%%

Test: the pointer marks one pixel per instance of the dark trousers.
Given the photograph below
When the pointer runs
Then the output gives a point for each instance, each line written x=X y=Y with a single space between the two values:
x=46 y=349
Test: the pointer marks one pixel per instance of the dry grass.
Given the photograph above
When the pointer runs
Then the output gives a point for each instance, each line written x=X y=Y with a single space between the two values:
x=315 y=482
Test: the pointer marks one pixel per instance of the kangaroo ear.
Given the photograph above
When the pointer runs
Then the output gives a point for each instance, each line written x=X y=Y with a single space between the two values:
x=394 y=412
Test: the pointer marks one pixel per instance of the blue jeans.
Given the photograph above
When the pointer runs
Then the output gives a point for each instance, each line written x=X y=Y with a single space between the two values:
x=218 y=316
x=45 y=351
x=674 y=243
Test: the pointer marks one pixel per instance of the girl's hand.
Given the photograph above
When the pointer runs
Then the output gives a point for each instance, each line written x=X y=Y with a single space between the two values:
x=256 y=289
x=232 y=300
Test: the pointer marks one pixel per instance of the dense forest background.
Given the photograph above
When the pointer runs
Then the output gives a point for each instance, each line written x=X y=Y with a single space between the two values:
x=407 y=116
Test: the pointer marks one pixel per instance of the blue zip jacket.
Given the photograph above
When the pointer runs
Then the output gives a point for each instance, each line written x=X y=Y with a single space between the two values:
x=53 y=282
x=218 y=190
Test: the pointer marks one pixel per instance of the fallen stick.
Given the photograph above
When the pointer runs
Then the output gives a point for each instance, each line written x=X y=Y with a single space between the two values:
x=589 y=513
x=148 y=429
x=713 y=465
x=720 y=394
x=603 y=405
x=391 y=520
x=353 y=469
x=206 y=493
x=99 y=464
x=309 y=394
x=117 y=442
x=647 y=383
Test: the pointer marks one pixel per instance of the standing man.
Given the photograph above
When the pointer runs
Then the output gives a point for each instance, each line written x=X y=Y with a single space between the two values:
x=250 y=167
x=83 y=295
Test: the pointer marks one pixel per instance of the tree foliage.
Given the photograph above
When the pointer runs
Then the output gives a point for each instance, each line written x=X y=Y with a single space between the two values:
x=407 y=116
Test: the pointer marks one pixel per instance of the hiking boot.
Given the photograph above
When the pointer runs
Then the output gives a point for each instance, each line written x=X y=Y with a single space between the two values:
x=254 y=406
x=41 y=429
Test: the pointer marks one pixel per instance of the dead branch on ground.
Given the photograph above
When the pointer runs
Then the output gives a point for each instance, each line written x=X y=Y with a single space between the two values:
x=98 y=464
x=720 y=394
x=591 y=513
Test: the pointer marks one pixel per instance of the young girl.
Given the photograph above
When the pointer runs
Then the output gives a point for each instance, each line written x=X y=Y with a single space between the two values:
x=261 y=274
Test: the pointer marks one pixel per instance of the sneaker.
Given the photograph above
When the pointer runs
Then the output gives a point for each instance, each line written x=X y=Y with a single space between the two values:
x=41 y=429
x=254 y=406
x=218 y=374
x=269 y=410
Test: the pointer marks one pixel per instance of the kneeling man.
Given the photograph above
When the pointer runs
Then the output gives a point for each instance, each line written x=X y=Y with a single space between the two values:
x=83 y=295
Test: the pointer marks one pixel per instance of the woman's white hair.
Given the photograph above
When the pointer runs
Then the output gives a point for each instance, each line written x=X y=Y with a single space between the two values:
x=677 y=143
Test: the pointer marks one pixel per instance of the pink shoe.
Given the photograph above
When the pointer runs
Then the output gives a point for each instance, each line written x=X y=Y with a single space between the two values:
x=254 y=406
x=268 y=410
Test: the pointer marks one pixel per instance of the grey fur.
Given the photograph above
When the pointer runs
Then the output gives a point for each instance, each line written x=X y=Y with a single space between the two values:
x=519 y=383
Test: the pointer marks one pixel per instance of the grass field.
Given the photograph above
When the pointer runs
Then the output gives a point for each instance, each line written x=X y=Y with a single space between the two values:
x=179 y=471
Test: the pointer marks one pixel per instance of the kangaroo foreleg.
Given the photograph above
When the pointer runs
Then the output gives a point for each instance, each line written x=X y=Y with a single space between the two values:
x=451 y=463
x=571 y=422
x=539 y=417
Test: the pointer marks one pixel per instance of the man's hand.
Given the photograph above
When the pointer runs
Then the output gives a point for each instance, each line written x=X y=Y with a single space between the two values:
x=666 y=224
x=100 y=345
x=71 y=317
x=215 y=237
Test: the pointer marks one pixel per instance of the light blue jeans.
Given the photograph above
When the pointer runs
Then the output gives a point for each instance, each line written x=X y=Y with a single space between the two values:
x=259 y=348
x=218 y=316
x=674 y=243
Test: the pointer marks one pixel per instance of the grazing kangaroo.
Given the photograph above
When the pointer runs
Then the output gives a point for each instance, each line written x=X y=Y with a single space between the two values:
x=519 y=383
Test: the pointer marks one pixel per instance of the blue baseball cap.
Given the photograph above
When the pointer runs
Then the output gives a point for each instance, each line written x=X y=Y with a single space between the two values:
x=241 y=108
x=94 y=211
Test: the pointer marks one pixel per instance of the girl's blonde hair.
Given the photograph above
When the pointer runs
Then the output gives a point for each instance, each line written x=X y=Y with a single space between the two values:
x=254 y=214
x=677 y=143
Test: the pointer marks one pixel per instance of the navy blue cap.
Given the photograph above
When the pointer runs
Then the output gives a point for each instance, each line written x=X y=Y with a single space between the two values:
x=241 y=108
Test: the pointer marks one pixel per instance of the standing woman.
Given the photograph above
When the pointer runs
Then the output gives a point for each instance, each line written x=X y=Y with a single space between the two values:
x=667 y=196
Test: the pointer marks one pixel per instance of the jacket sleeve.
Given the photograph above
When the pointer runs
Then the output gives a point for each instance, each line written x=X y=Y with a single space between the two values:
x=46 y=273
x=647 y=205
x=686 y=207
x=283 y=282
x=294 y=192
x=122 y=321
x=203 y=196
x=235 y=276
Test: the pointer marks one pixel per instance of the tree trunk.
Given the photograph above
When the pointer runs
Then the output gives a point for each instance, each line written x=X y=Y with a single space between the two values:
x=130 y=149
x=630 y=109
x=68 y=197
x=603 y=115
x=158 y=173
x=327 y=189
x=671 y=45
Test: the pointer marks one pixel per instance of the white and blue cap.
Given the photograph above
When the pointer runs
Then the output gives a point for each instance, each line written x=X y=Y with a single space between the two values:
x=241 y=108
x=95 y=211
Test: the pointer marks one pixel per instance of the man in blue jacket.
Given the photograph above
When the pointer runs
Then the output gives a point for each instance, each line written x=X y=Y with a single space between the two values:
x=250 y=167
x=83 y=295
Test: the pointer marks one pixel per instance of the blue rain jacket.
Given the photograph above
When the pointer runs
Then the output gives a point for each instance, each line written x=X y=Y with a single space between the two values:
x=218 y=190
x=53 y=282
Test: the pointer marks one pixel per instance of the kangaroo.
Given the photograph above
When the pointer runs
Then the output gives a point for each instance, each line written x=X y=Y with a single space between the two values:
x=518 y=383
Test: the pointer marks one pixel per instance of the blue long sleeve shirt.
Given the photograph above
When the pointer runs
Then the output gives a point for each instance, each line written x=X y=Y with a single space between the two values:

%%

### [VOTRE OBJECTIF]
Reproduisez à l'identique chacune des lignes de tous les enregistrements ci-dessus, du premier au dernier.

### [RÉPONSE ÉCRITE]
Test: the pointer marks one pixel per instance of the dark trousers.
Given the photograph below
When the pointer runs
Then the output gives a point for each instance, each line written x=X y=Y with a single space between the two values:
x=46 y=349
Test: the pointer marks one pixel per instance of the dry grass.
Given the photograph above
When the pointer runs
Then the output gives a point for each instance, each line written x=X y=Y with a single space between the two values:
x=315 y=482
Test: the pointer marks one pixel per instance of the kangaroo ear.
Given the photograph above
When the pointer runs
Then the output gives a point for each instance, each line written x=X y=Y with a single space between the two values:
x=394 y=412
Test: the pointer marks one pixel per instance of the blue jeans.
Given the photograph above
When the pointer runs
Then the output gives a point for each instance, each line written x=X y=Y with a single space between the two values:
x=218 y=316
x=45 y=351
x=674 y=243
Test: the pointer marks one pixel per instance of the girl's hand.
Given the photograph above
When the pointer runs
Then the output gives a point for each instance, each line written x=X y=Y with a single space between the two values:
x=256 y=289
x=232 y=300
Test: the pointer marks one pixel per instance of the dense forest background.
Given the photograph above
When the pointer runs
Then the output gives a point for each instance, each line written x=X y=Y with a single space between the two values:
x=407 y=116
Test: the pointer marks one pixel per instance of the blue zip jacket.
Given the photograph above
When the pointer runs
Then the output gives a point for each instance, each line written x=X y=Y with a single space between the two values:
x=53 y=282
x=218 y=190
Test: the pointer marks one pixel per instance of the fallen stick.
Given the photograph above
When the pointer runs
Then the output gives a point for each instance, each line written x=X y=Y with a single space between the two values:
x=589 y=513
x=148 y=429
x=713 y=465
x=720 y=394
x=603 y=405
x=391 y=520
x=353 y=469
x=206 y=493
x=99 y=464
x=309 y=394
x=117 y=442
x=647 y=383
Test: the pointer marks one pixel per instance of the standing man.
Given the photograph above
When the pointer runs
Then the output gives a point for each instance, each line written x=X y=Y with a single space between the two values:
x=250 y=167
x=83 y=295
Test: the pointer marks one pixel per instance of the tree foliage.
Given the photograph above
When the pointer runs
Then the output gives a point for each instance, each line written x=X y=Y with a single space between the two values:
x=407 y=116
Test: the pointer marks one pixel per instance of the hiking boot.
Given the photograph above
When the pointer runs
Then the output gives a point for each instance, each line written x=X y=Y with a single space between the two values:
x=254 y=406
x=41 y=429
Test: the pointer marks one pixel per instance of the dead branch on ground.
Given the photograph above
When the pointer runs
Then the output gives a point for each instance, each line written x=X y=Y with a single space between the two values:
x=98 y=464
x=720 y=394
x=591 y=513
Test: the pointer marks one pixel per instance of the young girl.
Given the photograph above
When the pointer runs
Then the output gives a point for each instance, each line written x=X y=Y with a single space between the two values:
x=261 y=274
Test: the pointer marks one pixel per instance of the sneaker.
Given the photograph above
When the pointer runs
Then the output gives a point for each instance, each line written x=X y=Y with a single space between the two values:
x=41 y=429
x=254 y=406
x=218 y=374
x=269 y=410
Test: the pointer marks one pixel per instance of the kneeling man.
Given the photograph above
When the pointer runs
Then the output gives a point for each instance, each line written x=X y=Y with a single space between the two values:
x=83 y=295
Test: the pointer marks one pixel per instance of the woman's white hair.
Given the photograph above
When the pointer runs
Then the output gives a point for each instance, each line written x=X y=Y with a single space between the two values:
x=677 y=143
Test: the pointer marks one pixel per instance of the pink shoe.
Given the photograph above
When the pointer runs
Then the output gives a point for each instance, each line written x=X y=Y with a single space between the two values:
x=254 y=406
x=268 y=410
Test: the pointer marks one pixel per instance of the grey fur.
Given the photograph above
When the pointer runs
Then the output gives a point for each instance, each line written x=X y=Y with a single space between the two values:
x=519 y=383
Test: the pointer marks one pixel per instance of the grass field.
Given the photograph above
When the pointer runs
Then the output gives a point for each instance, each line written x=X y=Y with a single space between the two values:
x=179 y=471
Test: the pointer marks one pixel per instance of the kangaroo foreleg.
Given the photograph above
When the pointer runs
Then the output gives a point for each instance, each line written x=X y=Y with a single space between the two values:
x=451 y=463
x=571 y=422
x=539 y=417
Test: the pointer marks one pixel per instance of the man's hand.
Given the photograph above
When the pointer runs
Then the output gives a point for each instance, each line written x=X y=Y with a single space between the two values:
x=666 y=224
x=100 y=345
x=71 y=317
x=215 y=237
Test: the pointer marks one pixel per instance of the light blue jeans.
Given the photograph above
When the pointer runs
Then the output gives a point for each instance, each line written x=X y=Y with a single space between the two values:
x=259 y=348
x=218 y=316
x=674 y=243
Test: the pointer marks one pixel per instance of the grazing kangaroo.
Given the photograph above
When the pointer runs
Then the output gives a point for each instance, each line written x=X y=Y with a single space between the two values:
x=519 y=383
Test: the pointer marks one pixel per instance of the blue baseball cap.
Given the photograph above
When the pointer runs
Then the output gives a point for each instance, each line written x=X y=Y with a single space between the two values:
x=241 y=108
x=94 y=211
Test: the pointer marks one pixel per instance of the girl's blonde hair.
Given the photograph above
When the pointer runs
Then the output gives a point for each instance, each line written x=X y=Y with a single space between the two values:
x=254 y=214
x=677 y=143
Test: the pointer marks one pixel per instance of the navy blue cap.
Given the photograph above
When the pointer runs
Then the output gives a point for each instance, each line written x=X y=Y with a single space between the two values:
x=241 y=108
Test: the pointer marks one pixel per instance of the standing woman.
Given the photograph above
When the pointer runs
Then the output gives a point for each instance, each line written x=X y=Y with a single space between the two values:
x=667 y=196
Test: the pointer marks one pixel per instance of the jacket sleeve.
Given the photograph above
When the pointer runs
Then the output gives a point for each instance, each line written x=X y=Y with a single space between the two values:
x=46 y=273
x=647 y=205
x=686 y=207
x=283 y=282
x=294 y=192
x=122 y=321
x=203 y=196
x=235 y=276
Test: the pointer marks one pixel per instance of the tree trunk.
Given the photograph above
When the pointer runs
Then the output gives a point for each instance, each line written x=X y=Y with a single space between the two values:
x=130 y=149
x=630 y=109
x=68 y=197
x=603 y=115
x=158 y=173
x=327 y=189
x=671 y=45
Test: the pointer marks one pixel per instance of the white and blue cap.
Given the photograph above
When the pointer runs
Then the output gives a point for each instance, each line written x=X y=Y with a single space between the two values:
x=241 y=108
x=95 y=211
Test: the pointer marks one pixel per instance of the man in blue jacket.
Given the photograph above
When the pointer runs
Then the output gives a point for each instance, each line written x=X y=Y with a single space between the two values:
x=250 y=167
x=83 y=295
Test: the pointer marks one pixel per instance of the blue rain jacket.
Given the photograph above
When the pointer runs
Then the output gives a point for each instance, each line written x=X y=Y with a single space between the two values:
x=218 y=190
x=53 y=282
Test: the pointer marks one pixel per instance of the kangaroo.
Given the photograph above
When the pointer runs
Then the output gives a point for each instance, each line written x=X y=Y with a single space between the two values:
x=518 y=383
Test: the pointer marks one pixel per instance of the blue long sleeve shirt.
Given the photograph above
When the pointer runs
Then the output gives a point for each instance, each line written x=X y=Y with a single space between the two values:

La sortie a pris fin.